**Goal of the exercise**: Repeat precisely the line in which "Find the forearm" occurs and all lines that follow it in the entries below. Pictures must be omitted.

[Dataset entries]

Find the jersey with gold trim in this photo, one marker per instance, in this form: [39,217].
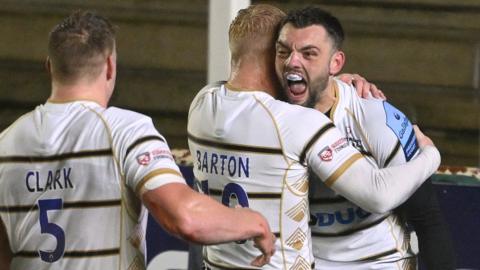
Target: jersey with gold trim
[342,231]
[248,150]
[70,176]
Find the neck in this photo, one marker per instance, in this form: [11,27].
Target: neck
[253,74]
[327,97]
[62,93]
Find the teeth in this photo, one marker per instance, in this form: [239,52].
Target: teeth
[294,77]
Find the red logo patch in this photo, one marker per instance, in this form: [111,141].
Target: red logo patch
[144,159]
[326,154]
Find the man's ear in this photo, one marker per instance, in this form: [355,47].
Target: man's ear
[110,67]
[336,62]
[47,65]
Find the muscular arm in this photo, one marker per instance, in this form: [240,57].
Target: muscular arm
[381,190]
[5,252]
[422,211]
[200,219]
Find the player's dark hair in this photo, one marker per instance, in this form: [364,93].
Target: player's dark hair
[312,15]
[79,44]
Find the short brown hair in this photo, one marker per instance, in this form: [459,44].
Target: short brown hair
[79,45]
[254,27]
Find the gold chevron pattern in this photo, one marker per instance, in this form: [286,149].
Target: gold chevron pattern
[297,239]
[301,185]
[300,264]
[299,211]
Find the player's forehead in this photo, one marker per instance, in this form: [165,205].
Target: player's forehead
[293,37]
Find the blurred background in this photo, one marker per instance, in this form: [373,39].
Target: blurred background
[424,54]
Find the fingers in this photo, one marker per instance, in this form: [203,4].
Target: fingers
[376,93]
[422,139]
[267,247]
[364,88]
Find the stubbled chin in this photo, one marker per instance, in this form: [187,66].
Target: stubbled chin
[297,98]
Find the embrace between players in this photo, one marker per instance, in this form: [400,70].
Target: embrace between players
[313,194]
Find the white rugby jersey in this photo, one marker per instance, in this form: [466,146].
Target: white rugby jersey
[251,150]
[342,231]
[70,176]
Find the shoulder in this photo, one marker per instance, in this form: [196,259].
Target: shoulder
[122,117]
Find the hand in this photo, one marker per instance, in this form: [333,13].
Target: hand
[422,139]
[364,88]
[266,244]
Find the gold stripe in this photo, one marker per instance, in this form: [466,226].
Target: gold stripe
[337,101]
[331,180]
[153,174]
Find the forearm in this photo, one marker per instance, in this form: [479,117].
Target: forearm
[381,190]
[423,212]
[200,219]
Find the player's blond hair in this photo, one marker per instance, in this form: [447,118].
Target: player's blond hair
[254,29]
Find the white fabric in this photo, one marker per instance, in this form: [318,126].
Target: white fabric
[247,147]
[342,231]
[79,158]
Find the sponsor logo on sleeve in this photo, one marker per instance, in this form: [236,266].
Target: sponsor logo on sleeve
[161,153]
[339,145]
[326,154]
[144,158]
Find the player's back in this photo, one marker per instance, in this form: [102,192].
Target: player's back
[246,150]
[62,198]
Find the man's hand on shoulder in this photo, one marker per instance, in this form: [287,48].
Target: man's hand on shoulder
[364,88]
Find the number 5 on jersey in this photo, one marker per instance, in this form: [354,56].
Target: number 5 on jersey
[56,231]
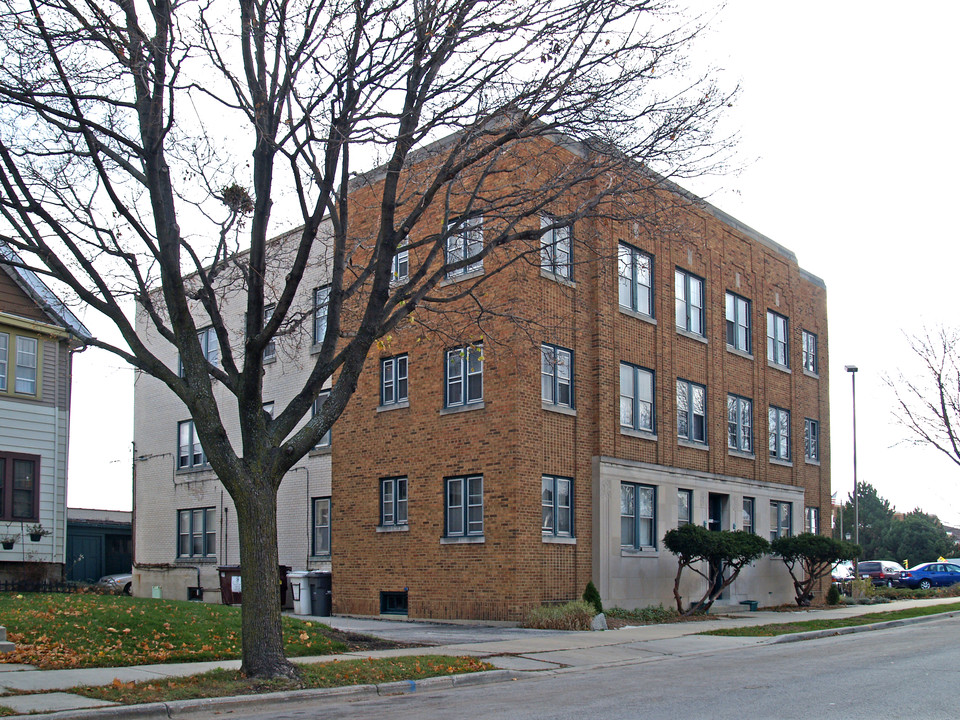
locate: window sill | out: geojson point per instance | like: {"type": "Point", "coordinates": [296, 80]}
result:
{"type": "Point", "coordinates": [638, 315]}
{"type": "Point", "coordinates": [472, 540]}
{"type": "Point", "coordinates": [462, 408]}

**Result for this exercise**:
Find the forearm in this photo, one marker per instance, in this form: [479,117].
Target: forearm
[381,190]
[423,212]
[200,219]
Find the player's blond hair in this photo, one marker per instance, in this form: [447,118].
Target: player's blond hair
[254,29]
Find the white fabric in this photo, one marker per instance, in this form: [318,126].
Target: white fabric
[247,147]
[342,231]
[79,158]
Find the sponsor logo on sleeve in this photo, one marker per instance, in this form: [236,266].
Target: sponsor logo on sleeve
[161,153]
[339,145]
[326,154]
[144,158]
Find the player's back in this photo, one marker per instance, in this form: [102,192].
Target: player's back
[246,150]
[62,198]
Find the man's hand on shoulder in this photo, one marker per instance, in this form: [287,48].
Target: man's hand on shoulder
[364,88]
Find the number 5 on jersey in this photo, one marker per instance, in this form: [354,56].
Target: number 5 on jersey
[56,231]
locate: window sill | out: geojson point per instance | like: {"type": "Point", "coordinates": [296, 80]}
result:
{"type": "Point", "coordinates": [638, 315]}
{"type": "Point", "coordinates": [472, 540]}
{"type": "Point", "coordinates": [462, 408]}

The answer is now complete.